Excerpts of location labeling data
....
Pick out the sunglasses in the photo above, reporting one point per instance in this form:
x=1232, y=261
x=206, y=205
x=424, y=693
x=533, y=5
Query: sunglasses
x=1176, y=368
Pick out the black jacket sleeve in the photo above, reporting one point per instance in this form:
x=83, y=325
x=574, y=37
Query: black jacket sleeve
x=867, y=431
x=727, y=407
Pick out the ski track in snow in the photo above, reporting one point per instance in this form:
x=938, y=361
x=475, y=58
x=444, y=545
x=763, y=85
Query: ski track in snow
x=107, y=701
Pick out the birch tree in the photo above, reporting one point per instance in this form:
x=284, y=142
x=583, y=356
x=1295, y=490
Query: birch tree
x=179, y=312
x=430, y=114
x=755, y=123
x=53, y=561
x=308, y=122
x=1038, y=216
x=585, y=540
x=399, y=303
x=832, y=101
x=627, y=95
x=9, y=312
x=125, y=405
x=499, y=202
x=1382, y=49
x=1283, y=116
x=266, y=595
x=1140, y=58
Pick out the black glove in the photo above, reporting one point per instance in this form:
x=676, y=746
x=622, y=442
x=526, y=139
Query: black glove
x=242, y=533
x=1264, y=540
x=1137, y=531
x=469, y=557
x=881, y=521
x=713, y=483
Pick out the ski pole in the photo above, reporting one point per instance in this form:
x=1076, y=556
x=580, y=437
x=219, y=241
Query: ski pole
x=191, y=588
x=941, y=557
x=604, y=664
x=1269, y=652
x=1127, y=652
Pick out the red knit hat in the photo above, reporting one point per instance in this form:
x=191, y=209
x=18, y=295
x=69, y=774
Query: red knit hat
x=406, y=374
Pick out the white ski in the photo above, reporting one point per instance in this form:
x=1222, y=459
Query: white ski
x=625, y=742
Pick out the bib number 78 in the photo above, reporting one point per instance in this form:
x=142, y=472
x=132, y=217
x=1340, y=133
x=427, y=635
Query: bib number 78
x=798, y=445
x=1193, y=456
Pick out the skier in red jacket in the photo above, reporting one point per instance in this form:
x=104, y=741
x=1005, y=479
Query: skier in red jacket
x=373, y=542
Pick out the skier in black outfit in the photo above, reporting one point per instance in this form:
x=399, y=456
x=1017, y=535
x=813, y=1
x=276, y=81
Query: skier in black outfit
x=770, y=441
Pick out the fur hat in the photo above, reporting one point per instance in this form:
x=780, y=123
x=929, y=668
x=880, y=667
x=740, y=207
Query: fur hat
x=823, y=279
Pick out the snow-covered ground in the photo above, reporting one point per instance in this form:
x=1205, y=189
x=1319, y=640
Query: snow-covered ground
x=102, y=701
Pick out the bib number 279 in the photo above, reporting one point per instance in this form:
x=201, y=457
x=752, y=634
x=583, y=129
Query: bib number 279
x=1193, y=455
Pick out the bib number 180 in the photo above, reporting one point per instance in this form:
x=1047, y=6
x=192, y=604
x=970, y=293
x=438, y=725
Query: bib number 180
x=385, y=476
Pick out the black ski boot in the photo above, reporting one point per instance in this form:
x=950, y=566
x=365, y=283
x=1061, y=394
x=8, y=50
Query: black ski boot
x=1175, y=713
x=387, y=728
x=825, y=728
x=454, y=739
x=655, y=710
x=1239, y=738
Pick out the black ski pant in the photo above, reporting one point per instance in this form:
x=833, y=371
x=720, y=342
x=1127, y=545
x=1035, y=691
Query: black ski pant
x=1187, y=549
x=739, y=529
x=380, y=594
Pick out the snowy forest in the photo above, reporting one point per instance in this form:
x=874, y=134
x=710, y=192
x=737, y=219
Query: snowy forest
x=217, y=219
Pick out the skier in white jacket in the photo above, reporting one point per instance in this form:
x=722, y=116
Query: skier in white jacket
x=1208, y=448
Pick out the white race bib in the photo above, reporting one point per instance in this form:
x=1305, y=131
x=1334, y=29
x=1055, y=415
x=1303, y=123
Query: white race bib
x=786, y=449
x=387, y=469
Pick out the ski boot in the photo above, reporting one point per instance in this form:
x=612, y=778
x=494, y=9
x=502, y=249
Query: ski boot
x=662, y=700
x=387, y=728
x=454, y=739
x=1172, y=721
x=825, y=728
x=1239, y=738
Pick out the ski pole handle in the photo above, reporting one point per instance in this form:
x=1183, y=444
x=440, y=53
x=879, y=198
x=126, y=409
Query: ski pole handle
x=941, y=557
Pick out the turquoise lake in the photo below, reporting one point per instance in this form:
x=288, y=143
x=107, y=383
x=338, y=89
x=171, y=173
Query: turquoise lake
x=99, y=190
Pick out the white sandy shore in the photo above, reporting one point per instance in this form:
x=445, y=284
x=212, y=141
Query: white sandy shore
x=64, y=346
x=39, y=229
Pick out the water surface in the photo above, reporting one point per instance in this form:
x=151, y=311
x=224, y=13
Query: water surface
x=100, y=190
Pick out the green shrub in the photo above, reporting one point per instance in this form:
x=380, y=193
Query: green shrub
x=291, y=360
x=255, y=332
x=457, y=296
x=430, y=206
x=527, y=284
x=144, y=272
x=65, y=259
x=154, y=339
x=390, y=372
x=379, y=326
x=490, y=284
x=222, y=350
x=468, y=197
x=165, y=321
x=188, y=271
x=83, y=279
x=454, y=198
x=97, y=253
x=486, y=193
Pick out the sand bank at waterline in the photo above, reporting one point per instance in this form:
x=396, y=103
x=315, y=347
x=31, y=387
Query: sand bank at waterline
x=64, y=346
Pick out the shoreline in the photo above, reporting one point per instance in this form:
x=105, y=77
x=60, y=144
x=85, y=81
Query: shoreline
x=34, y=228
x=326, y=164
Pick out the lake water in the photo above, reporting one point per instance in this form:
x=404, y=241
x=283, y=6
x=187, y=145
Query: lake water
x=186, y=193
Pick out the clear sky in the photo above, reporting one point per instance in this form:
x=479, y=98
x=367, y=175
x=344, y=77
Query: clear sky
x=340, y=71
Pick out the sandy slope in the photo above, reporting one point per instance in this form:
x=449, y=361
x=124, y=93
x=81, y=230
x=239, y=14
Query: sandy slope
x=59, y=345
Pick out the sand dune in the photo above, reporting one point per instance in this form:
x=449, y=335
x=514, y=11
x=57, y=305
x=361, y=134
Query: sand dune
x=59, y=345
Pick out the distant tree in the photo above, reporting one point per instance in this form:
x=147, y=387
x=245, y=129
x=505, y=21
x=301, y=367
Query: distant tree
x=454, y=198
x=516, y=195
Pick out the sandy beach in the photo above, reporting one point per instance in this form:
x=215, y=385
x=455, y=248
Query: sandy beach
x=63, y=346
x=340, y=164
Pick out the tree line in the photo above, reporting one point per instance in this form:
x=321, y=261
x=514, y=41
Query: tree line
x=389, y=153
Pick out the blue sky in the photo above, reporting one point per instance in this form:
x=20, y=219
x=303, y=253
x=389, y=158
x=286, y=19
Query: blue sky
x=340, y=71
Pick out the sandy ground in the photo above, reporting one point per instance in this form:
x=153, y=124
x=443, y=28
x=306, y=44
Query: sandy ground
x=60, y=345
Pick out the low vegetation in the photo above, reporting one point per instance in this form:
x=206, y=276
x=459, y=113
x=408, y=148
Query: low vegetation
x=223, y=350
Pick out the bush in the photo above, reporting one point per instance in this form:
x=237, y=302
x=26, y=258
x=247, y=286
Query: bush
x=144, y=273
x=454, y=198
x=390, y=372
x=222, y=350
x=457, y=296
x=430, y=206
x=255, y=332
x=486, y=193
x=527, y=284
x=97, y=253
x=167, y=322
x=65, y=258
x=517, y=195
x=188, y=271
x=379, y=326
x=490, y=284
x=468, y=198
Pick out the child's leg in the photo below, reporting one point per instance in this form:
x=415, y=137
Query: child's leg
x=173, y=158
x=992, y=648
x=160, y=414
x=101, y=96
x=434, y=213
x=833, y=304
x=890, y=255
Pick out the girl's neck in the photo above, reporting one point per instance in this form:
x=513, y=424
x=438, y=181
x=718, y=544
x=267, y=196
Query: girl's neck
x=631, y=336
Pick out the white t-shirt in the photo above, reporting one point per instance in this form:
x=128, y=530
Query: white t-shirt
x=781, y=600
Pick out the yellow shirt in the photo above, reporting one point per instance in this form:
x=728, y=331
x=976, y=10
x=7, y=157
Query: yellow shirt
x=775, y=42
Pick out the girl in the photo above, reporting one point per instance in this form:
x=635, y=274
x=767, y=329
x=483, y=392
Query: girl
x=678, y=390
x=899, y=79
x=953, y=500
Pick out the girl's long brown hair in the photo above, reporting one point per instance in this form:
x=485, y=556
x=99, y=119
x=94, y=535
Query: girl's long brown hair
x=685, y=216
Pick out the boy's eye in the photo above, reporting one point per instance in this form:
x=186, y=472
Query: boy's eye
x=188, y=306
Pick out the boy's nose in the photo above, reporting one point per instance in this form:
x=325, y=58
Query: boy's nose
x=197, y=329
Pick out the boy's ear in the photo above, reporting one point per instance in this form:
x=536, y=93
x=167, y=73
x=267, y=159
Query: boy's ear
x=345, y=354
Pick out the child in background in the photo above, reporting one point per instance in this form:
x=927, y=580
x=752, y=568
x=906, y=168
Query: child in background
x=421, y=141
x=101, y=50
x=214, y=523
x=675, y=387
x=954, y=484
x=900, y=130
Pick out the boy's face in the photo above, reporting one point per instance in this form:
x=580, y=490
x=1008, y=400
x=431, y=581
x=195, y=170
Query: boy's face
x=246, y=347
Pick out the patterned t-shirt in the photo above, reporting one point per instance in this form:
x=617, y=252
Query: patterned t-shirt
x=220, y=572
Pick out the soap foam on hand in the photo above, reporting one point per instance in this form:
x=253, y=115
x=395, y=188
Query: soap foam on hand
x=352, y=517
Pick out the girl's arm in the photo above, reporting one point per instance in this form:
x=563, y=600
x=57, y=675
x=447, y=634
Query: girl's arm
....
> **Stated task**
Can you output, word for word, the lines of the records above from the line containing "Pick out the bib number 180" through the line containing "x=385, y=476", with both of those lines included?

> **Response to the task**
Pick out the bib number 180 in the photo above, reporting one point per instance in this form:
x=1047, y=6
x=192, y=604
x=970, y=293
x=438, y=725
Query: bib number 180
x=385, y=476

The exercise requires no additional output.